EXERCISE INSTRUCTIONS -
Rewrite the Libya commentary from "Libyan leader Muammar" to "the first time.", replacing "warplanes" with "fighter jets".

QUOTED TEXT -
--*--

Libyan leader Muammar Gaddafi

Once again yesterday, Western aircraft were bombing and killing Libyan civilians to save Libyan civilians. Canada helped out, with the unanimous support of our spineless Parliamentary opposition, and Canadian warplanes and refuelling tankers were in the air over the North African country for the first time.

Canadian government talking points repeatedly stressed that we’re over there to protect Libyan civilians. Prime Minister Stephen Harper, in Paris on the weekend for a pre-election photo op with our bellicose European allies, conceded that our effort to save Libyan civilians might require us to kill some Libyan civilians.

What’s with this? Just collateral damage? Or is this Vietnam all over again? Does anyone remember now how “it became necessary to destroy the town to save it”?

Meanwhile, our true principal objective, regime change, which one suspects a few of the West’s military planners and most of its politicians imagined could be achieved in 24 hours or less, remains for the moment unrealized.

Col. Muammar al-Gaddafi is still the leader of Libya. Last night he was, anyway. Channeling former U.S. vice-president Dick Cheney, he’s vowing a “long war.” Indeed, one could surmise that it’s quite possible Gaddafi enjoys more support now from his own population than he did before the bombing started. Consider for a moment the stellar success of the United States’ half-century embargo of Cuba!

However, given the state of Libya’s military, aged tanks suitable only for attacking rebels in 4X4 “technicals,” Gaddafi’s promised long war seems as unlikely as the late Saddam Hussein’s promised Mother of Battles. Indeed, it’s probable he’ll be gone from power within a few days, whether or not the Americans, who say they’re not trying to kill him, manage to kill him.

Still, given the distance of Libya from the toe of Italy, and for that matter from the southern coast of France, and given the ease with which economic refugees from North Africa are able to slip across the Mediterranean Sea, maybe we shouldn’t rule anything out.

Thus endeth the geography lesson. Now let’s consider human nature.

Let’s talk frankly about “blowback” while we still can without the filter of rage and bloodlust that will surely obscure our vision if serious blowback should actually occur anywhere in the West.

Let’s imagine Canada had been attacked by the air forces of another country or group of countries trying to oust our government for whatever reasons. Let’s also imagine civilians, perhaps our friends and neighbours, had been killed or wounded.

Now, ask yourselves these four questions:

1)    What do you think your reaction would be?

2)    Would it change your reaction in any way if the foreign aircraft had been authorized to drop their bombs by a United Nations resolution?

3)    Would you consider a violent response in the other guy’s country appropriate?

--*--

INFORMATION SHOWN -
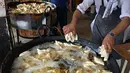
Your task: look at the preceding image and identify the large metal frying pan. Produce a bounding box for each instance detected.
[0,36,120,73]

--*--

ANSWER TO THIS PROBLEM -
Libyan leader Muammar Gaddafi

Once again yesterday, Western aircraft were bombing and killing Libyan civilians to save Libyan civilians. Canada helped out, with the unanimous support of our spineless Parliamentary opposition, and Canadian fighter jets and refuelling tankers were in the air over the North African country for the first time.